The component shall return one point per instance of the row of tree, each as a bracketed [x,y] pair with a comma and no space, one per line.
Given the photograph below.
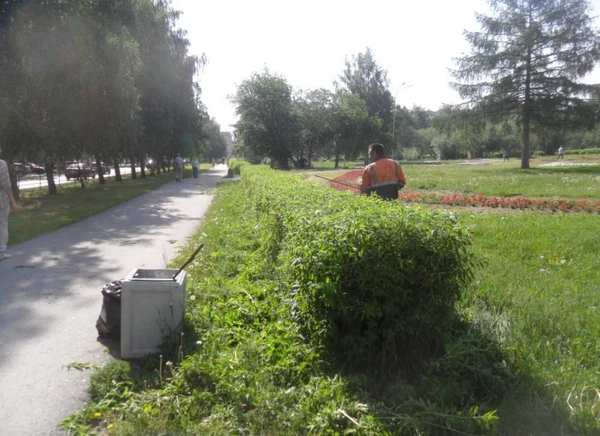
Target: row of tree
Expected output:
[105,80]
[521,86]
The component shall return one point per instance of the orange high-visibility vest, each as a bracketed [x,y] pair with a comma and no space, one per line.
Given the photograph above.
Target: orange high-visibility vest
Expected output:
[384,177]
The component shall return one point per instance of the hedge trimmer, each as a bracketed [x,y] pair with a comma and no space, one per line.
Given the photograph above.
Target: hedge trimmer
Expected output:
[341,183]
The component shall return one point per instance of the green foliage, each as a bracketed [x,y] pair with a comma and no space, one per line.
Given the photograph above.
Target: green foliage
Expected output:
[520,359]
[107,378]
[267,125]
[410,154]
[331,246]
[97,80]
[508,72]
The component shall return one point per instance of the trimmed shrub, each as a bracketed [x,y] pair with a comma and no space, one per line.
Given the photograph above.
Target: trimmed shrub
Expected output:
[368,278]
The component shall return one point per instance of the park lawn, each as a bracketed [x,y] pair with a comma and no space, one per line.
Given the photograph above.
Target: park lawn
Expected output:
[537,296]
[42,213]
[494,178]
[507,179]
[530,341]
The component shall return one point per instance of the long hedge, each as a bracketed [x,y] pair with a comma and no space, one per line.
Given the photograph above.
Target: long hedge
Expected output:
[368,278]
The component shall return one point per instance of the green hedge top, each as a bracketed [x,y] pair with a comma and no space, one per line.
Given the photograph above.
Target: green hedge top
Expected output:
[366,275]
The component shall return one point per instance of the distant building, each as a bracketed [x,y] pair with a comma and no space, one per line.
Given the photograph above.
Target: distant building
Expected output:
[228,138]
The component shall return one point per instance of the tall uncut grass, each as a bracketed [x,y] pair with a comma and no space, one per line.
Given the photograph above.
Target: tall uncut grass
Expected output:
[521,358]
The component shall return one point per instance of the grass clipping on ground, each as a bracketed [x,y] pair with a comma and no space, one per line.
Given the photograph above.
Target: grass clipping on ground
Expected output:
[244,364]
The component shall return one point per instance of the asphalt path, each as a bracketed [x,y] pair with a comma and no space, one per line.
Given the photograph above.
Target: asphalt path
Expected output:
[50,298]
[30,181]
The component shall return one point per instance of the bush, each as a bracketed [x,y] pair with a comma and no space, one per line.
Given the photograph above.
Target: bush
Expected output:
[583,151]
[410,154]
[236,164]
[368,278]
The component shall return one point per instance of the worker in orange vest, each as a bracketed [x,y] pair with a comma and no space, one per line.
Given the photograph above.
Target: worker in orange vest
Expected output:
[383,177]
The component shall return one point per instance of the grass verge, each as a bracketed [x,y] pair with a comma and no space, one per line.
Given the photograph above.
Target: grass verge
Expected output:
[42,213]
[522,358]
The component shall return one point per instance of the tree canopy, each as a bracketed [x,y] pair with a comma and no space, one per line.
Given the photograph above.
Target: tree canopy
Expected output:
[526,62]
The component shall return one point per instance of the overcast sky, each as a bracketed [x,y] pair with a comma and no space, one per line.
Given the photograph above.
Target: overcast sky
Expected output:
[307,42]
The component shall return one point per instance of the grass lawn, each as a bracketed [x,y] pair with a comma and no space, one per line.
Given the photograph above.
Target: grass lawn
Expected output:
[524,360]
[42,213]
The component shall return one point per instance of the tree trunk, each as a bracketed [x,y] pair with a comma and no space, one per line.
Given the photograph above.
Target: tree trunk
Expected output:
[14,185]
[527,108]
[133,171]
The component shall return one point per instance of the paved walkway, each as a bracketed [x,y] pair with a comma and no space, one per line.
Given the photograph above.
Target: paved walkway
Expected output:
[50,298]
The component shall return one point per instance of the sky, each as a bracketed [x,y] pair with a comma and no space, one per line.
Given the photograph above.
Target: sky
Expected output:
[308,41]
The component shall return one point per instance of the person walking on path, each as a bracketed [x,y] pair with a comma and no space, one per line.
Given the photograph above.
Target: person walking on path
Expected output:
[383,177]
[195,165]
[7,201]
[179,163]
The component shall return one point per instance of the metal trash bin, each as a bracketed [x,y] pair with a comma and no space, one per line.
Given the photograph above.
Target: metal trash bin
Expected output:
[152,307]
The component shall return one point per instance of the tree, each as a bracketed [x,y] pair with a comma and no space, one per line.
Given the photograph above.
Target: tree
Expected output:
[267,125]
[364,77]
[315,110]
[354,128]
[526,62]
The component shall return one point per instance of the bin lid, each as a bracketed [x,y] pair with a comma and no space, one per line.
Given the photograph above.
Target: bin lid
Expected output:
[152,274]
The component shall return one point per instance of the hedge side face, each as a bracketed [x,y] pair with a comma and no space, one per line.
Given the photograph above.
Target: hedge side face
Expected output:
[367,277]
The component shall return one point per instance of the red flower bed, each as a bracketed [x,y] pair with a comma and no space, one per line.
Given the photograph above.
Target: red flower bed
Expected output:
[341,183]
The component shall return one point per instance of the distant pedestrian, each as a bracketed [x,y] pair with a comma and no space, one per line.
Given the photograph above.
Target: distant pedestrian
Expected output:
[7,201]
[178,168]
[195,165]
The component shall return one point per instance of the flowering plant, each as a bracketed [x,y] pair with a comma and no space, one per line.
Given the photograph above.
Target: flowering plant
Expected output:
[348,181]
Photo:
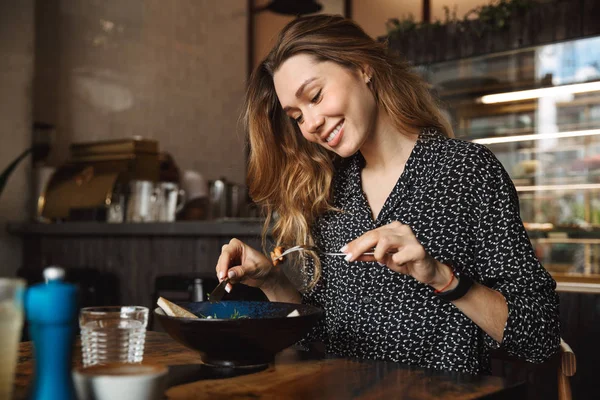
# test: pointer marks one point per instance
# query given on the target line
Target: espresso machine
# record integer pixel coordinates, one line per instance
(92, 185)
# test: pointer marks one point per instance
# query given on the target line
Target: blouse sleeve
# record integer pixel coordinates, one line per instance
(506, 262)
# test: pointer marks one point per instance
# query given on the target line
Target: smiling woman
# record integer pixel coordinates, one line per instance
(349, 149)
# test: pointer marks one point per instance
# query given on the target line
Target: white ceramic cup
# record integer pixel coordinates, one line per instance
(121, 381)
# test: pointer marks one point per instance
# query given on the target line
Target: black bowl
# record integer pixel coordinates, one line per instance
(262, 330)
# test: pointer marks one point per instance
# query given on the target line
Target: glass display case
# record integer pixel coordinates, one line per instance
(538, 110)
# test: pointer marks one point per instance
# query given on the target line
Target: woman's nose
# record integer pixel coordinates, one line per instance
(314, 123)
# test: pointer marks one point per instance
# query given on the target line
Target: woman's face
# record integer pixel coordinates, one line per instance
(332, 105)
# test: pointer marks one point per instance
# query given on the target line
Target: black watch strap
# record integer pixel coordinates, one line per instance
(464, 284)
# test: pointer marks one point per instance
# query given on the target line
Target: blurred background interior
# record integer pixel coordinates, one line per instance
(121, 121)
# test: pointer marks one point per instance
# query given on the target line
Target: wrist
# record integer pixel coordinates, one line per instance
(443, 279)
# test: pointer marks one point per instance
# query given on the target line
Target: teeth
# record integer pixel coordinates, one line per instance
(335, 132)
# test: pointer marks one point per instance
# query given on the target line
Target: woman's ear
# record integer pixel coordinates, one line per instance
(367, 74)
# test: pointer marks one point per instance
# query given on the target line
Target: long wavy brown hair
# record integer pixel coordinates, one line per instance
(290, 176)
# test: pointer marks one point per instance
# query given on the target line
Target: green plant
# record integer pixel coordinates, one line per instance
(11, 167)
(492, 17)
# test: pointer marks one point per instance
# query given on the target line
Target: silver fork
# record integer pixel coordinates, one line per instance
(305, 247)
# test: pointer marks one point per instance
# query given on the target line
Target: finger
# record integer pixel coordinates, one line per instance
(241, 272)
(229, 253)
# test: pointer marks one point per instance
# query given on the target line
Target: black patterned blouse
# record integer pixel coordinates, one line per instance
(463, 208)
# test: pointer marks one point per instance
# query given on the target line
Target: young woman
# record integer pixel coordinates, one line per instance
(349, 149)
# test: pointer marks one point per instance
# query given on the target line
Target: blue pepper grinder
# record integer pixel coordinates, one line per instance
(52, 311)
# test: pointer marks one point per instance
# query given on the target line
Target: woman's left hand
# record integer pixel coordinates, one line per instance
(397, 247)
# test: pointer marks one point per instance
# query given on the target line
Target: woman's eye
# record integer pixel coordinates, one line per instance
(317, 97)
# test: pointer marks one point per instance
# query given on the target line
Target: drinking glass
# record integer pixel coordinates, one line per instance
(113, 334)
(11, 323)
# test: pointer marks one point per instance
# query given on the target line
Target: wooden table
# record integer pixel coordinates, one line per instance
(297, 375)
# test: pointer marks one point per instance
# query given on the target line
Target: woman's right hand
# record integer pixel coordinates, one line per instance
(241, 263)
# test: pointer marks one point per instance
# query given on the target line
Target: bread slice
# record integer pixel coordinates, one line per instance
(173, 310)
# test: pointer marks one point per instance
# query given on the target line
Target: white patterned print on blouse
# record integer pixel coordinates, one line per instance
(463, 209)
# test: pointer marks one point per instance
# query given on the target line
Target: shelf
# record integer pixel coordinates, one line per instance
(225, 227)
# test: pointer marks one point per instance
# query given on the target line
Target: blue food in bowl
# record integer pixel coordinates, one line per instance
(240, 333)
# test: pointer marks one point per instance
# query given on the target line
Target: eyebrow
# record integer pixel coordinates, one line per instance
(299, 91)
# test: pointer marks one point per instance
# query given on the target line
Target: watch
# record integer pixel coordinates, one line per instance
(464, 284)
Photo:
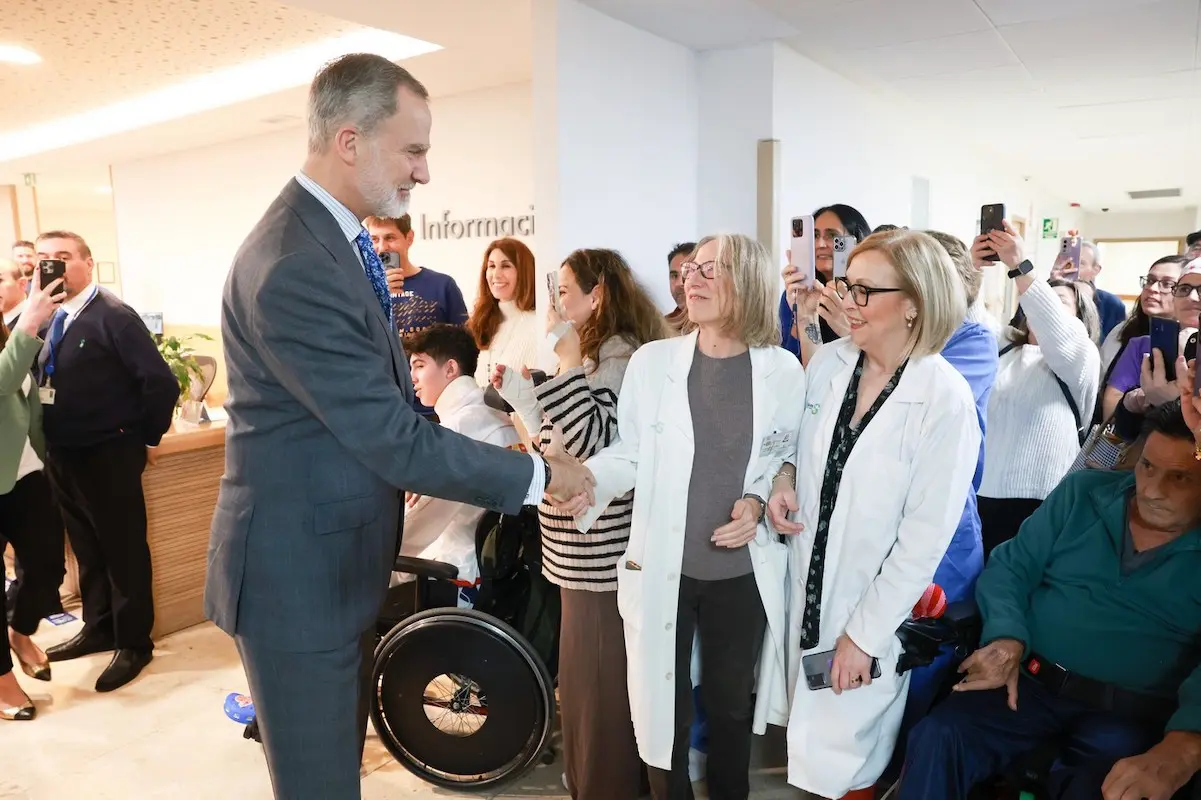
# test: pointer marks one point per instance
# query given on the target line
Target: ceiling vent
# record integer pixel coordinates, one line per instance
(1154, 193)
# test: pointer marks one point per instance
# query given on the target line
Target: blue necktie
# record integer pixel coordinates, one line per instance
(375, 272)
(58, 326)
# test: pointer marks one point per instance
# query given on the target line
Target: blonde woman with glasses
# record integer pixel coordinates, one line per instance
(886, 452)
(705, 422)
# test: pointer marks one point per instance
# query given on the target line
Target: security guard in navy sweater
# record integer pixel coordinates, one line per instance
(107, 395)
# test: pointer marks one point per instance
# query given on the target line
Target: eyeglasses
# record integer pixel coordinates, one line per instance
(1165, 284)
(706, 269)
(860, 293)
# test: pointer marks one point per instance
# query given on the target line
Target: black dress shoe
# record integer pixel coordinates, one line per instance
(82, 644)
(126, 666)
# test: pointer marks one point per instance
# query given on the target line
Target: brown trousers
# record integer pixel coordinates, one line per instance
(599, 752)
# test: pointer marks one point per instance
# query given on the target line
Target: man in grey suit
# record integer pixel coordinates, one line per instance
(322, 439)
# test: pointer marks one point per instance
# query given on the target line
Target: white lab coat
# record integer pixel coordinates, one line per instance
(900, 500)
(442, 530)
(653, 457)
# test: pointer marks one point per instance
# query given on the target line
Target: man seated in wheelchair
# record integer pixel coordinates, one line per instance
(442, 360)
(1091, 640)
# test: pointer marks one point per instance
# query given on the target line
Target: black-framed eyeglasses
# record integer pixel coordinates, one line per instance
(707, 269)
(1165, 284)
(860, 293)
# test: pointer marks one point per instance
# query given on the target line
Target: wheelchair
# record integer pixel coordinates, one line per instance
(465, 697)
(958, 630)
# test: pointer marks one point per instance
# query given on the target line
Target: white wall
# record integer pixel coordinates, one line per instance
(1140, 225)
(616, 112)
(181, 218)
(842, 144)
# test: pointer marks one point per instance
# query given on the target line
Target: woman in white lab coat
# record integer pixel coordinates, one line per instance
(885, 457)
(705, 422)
------------
Report how many lines of the records above contain the string "flowering", matching case exactly. Give only the number.

Expected answer
2